_Directive A_
In the text on violin mode contamination, what band is used for the Fscan line count around each violin mode region?

_Reading text_
──────
A: The answer depends on the time period analyzed. There was an unusual time period spanning from mid-June 2023 through (very approximately) August 2023. During this time period, the number lines during ring-ups was much greater than in the rest of O4, and the appearance of the contamination may have begun at lower violin mode amplitudes.

What to keep in mind when looking at the plots.

1. These plots use the Fscan line count in a 200-Hz band around each violin mode region, which is a pretty rough metric, and not good for picking up small variations in the line count. It's the best we've got at the moment, and it can show big-picture changes. But on some days, contamination is present, but only in the form of ~10 narrow lines symmetrically arranged around a high violin mode peak. (Example in the last figure, fig 7) This small jump in the line count may not show up above the usual fluctuations. However, in aggregate (over all of O4) this phenomenon does become an issue for CW data quality. These "slight contamination" cases are also particularly important for answering the question "at what violin mode amplitude does the contamination just start to emerge?" In short, we shouldn't put too much faith in this method for locating a cut-off problematic violin mode height.

2. The violin modes may not be the only factor in play, so we shouldn't necessarily expect a very clear trend. For example, consider alog 79825 . This alog showed that at least some of the contamination lines are violin mode + calibration line intermodulations. Some of them (the weaker ones) disappeared below the rest of the noise when the violin mode amplitude decreased. Others (the stronger ones) remained visible at reduced amplitude. Both clusters vanished when the temporary calibration lines were off. If we asked the question "How high do the violin modes need to be...?" using just these two clusters, we'd get different apparent answers depending on (a) which cluster we chose to track (weak or strong), and (b) which time period we selected (calibration lines on or off). This is because at least some of the contamination is dependent on the presence & strength of a second line, not a violin mode.
──────
Coordinate annotation entries:
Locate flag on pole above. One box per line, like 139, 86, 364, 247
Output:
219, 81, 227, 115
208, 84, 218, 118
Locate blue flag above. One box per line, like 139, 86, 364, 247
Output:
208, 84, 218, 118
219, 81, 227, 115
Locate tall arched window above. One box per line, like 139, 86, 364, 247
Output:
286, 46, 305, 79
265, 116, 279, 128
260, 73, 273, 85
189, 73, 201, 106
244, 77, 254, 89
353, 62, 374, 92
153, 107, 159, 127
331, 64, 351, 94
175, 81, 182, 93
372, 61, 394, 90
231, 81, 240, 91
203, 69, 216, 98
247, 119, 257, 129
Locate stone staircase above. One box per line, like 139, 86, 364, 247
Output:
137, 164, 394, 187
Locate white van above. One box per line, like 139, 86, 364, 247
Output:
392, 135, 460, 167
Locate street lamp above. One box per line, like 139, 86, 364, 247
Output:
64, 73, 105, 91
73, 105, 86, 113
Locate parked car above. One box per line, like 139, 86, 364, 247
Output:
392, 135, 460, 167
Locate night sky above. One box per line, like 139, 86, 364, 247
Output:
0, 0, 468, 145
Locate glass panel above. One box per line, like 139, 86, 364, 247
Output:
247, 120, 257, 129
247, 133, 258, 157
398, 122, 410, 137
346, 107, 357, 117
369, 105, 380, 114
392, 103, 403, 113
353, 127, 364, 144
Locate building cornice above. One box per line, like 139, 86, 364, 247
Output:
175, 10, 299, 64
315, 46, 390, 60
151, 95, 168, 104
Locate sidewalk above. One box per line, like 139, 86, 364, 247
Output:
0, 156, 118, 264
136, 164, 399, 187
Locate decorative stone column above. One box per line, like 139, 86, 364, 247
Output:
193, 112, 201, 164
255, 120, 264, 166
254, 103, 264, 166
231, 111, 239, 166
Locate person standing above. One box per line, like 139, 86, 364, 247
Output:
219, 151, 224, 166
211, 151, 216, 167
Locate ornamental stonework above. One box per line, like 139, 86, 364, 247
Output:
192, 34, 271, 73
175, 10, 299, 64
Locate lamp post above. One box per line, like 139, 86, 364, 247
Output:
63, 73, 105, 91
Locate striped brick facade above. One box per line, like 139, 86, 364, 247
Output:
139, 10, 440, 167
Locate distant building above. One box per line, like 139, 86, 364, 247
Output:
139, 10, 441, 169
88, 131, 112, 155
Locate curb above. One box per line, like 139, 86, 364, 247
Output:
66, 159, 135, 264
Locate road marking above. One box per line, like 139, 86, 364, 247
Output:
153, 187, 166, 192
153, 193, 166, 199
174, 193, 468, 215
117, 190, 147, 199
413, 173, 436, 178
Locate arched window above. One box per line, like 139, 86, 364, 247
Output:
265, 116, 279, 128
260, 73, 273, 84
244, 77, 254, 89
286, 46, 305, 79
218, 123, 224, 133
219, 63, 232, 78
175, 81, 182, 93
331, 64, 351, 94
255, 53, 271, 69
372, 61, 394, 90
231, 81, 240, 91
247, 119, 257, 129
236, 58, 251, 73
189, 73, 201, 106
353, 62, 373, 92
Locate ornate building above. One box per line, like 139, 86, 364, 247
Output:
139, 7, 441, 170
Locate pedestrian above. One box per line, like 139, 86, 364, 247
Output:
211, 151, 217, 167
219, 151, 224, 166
──────
_Directive B_
Return the entries verbatim, starting at the line that contains "Locate pedestrian above." and ending at the last line of the entries, both included.

_Full response A_
A 200-Hz band around each violin mode region.

_Full response B_
Locate pedestrian above. One box per line, like 139, 86, 364, 247
Output:
211, 151, 217, 167
219, 151, 224, 166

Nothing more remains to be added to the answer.